» Given text
The Texas Democratic Convention. Apocalypse Dallas.

There are men running governments who shouldn't be allowed to play with matches. -Will Rogers

The Texas Democratic Convention. Apocalypse Dallas.

The years that Texas Democrats have spent wandering in the wilderness  make Moses look like a Middle Eastern tourist. Christopher Hooks of Texas Monthly summed it up a couple of years ago.

"Texans haven’t backed the Democratic candidate for president since 1976. Democrats haven’t won the Governor’s Mansion since 1990. They haven’t held a chamber of the Legislature since 2003."

No Democrat has even been elected statewide since Bob Bullock and John Sharp in 1994. And the Texas Democratic Party Convention a couple of weeks ago illustrated why. The Republican convention in Houston was energized, angry and eager to put together a platform that demanded every draconian proposal except the death penalty for parking violations.

» Material provided
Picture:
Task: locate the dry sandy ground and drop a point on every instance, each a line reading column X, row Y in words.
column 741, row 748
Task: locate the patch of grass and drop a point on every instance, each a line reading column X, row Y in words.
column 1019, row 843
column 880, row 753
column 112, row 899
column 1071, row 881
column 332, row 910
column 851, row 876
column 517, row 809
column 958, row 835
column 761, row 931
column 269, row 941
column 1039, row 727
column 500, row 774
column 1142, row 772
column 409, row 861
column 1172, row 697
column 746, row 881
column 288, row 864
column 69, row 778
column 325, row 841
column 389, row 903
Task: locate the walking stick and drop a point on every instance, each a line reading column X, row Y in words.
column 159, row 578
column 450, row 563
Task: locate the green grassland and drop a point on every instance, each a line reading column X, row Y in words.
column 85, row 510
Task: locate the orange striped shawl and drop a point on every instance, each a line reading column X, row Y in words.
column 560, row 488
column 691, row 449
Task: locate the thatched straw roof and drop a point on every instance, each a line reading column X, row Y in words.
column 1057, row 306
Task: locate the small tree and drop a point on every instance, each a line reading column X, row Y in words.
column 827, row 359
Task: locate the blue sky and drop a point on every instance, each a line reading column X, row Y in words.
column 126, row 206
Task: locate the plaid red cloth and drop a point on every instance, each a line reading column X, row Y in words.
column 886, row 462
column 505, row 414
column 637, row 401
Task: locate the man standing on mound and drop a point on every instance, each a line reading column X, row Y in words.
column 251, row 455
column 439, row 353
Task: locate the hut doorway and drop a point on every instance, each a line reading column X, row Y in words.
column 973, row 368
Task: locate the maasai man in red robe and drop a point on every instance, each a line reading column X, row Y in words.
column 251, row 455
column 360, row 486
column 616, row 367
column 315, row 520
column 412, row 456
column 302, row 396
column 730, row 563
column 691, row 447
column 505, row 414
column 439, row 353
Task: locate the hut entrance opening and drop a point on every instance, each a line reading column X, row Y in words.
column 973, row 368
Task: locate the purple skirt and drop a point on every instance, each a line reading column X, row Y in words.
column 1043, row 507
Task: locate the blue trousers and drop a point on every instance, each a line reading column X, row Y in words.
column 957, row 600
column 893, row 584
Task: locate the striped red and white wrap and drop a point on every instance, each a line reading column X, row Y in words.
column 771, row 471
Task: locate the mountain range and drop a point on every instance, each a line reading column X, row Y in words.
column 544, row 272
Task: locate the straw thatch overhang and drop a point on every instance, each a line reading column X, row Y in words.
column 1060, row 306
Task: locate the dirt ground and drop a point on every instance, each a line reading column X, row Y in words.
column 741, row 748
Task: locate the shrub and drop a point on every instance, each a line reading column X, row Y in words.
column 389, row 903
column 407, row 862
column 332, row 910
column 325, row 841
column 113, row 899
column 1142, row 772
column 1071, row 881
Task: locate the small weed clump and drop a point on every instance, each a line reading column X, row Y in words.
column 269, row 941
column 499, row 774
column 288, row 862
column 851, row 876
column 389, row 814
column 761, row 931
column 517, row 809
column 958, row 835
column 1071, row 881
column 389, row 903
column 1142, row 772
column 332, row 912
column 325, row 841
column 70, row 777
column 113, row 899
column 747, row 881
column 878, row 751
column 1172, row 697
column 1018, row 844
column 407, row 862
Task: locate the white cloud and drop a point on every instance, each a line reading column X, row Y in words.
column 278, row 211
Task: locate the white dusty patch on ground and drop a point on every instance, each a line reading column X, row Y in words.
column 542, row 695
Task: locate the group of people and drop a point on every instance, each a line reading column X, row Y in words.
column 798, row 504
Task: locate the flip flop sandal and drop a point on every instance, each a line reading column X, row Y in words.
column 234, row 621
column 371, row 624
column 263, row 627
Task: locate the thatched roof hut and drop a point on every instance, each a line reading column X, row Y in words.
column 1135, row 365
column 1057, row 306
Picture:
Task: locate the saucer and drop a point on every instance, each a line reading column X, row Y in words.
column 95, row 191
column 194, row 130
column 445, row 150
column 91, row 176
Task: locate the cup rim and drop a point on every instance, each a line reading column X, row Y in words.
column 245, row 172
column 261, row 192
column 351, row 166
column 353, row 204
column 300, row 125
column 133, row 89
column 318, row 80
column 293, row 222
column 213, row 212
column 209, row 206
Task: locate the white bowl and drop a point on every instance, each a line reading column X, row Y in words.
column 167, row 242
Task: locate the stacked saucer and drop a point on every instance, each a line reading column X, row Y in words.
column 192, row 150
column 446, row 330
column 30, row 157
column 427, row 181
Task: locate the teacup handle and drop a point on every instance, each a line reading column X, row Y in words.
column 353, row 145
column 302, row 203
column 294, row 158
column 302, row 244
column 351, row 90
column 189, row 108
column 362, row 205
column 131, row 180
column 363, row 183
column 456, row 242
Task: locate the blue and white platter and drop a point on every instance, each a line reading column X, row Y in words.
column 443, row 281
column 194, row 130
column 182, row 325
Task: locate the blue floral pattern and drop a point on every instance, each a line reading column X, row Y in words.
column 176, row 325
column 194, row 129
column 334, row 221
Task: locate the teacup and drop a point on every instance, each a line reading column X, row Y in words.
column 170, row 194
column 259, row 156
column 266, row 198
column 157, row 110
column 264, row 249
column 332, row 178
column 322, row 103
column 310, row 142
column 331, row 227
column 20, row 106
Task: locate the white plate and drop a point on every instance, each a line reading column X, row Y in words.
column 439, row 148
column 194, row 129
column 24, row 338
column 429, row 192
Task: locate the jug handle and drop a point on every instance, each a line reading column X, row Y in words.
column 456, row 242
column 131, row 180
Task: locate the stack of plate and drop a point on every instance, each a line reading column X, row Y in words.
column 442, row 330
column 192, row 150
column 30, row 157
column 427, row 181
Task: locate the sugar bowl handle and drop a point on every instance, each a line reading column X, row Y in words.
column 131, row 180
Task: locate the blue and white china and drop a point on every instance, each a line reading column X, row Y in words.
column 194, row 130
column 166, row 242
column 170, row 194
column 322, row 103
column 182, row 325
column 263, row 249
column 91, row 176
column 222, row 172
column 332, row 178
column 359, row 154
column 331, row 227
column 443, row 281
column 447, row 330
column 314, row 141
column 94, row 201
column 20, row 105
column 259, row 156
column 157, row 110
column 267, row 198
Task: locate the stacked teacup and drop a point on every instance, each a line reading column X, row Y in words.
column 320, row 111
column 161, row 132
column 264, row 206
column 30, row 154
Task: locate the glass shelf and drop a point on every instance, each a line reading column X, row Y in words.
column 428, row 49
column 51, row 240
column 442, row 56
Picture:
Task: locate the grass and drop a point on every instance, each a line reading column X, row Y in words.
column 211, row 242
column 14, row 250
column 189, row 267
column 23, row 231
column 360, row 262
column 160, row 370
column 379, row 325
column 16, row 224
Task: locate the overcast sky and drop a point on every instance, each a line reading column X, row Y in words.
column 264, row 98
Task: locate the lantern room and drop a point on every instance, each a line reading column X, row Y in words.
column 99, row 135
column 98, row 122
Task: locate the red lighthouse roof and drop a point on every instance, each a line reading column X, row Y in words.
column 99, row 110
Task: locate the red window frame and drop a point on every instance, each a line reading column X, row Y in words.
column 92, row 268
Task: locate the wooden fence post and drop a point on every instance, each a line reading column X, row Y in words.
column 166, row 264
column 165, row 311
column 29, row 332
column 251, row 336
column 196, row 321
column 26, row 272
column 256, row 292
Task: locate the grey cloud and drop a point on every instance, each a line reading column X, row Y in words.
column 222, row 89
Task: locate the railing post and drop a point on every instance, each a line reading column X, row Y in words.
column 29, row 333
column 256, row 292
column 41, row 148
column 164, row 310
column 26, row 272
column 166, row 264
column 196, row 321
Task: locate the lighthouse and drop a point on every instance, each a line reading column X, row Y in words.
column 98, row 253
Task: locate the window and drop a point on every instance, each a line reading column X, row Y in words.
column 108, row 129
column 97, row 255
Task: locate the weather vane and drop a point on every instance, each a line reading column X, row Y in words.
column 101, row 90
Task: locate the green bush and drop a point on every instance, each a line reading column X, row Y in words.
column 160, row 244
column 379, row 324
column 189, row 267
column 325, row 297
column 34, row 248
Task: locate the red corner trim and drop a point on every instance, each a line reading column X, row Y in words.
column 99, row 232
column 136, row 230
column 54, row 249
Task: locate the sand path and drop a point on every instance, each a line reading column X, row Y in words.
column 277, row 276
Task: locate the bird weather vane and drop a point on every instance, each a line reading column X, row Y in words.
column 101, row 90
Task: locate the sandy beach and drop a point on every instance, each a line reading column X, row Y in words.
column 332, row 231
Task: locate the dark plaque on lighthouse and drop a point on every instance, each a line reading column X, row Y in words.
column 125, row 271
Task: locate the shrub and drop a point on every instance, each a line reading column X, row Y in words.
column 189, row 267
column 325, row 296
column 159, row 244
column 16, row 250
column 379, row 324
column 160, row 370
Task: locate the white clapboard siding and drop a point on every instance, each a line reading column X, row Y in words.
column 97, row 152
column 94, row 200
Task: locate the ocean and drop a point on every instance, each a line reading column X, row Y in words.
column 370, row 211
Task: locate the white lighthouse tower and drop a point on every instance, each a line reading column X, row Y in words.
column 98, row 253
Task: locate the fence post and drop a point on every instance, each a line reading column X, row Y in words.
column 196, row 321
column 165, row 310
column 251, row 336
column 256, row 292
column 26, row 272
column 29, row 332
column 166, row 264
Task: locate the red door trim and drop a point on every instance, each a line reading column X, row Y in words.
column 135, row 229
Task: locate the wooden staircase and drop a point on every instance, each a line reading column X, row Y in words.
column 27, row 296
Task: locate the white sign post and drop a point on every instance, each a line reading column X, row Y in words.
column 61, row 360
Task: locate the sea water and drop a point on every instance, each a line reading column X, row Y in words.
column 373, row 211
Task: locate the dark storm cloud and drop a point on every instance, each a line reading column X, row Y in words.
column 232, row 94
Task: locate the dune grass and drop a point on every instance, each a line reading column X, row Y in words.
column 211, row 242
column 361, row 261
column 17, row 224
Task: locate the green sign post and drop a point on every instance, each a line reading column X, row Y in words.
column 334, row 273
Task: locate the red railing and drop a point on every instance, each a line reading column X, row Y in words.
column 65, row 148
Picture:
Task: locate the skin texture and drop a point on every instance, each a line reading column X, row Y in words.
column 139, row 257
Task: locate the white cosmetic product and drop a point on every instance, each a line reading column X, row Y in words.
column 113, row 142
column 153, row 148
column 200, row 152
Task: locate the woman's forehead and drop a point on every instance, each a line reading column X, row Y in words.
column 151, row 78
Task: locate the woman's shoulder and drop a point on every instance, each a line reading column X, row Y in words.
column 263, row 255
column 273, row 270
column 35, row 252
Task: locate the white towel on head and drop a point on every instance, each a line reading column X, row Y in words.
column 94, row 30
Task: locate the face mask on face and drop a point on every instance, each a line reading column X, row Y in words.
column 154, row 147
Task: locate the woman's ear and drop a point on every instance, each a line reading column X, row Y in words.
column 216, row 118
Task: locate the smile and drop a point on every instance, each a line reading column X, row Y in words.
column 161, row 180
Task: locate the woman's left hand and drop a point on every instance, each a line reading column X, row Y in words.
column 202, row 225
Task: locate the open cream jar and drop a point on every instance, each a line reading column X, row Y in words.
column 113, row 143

» The exercise
Can you write out the Texas convention piece in full, word for word? The items are separate material, unrelated to the Texas convention piece.

» Reply
The Texas Democratic Convention. Apocalypse Dallas.

There are men running governments who shouldn't be allowed to play with matches. -Will Rogers

The Texas Democratic Convention. Apocalypse Dallas.

The years that Texas Democrats have spent wandering in the wilderness  make Moses look like a Middle Eastern tourist. Christopher Hooks of Texas Monthly summed it up a couple of years ago.

"Texans haven’t backed the Democratic candidate for president since 1976. Democrats haven’t won the Governor’s Mansion since 1990. They haven’t held a chamber of the Legislature since 2003."

No Democrat has even been elected statewide since Bob Bullock and John Sharp in 1994. And the Texas Democratic Party Convention a couple of weeks ago illustrated why. The Republican convention in Houston was energized, angry and eager to put together a platform that demanded every draconian proposal except the death penalty for parking violations.